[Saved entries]
- - - - -

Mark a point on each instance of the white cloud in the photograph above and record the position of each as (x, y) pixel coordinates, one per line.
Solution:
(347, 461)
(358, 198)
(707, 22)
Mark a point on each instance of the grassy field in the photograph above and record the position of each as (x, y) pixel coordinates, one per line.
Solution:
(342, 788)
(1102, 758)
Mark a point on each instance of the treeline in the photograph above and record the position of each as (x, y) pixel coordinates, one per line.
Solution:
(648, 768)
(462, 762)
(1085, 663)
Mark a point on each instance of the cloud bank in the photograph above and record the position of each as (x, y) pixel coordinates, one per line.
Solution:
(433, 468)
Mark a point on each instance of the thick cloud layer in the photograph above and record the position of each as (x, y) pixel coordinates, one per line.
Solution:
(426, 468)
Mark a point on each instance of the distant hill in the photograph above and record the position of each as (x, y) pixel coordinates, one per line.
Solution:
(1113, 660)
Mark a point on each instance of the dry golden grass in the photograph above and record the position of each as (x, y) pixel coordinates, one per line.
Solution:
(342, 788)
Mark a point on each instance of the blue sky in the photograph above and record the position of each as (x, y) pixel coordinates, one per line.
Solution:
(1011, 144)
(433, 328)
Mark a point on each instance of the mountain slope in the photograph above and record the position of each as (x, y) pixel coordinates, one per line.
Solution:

- - - - -

**Problem to solve**
Exactly the lines from the one containing "Mark a point on each instance of the blue" through the end of the entries above must be output, and no others.

**Exercise response**
Mark a point on each instance of the blue sky in the photograph above and record the position of each as (x, y) pixel coordinates, one per line.
Solution:
(1011, 144)
(433, 328)
Mark a point on each instance of the mountain slope in the photograph above and record the position of each as (x, y) pixel coordinates, one per line.
Solution:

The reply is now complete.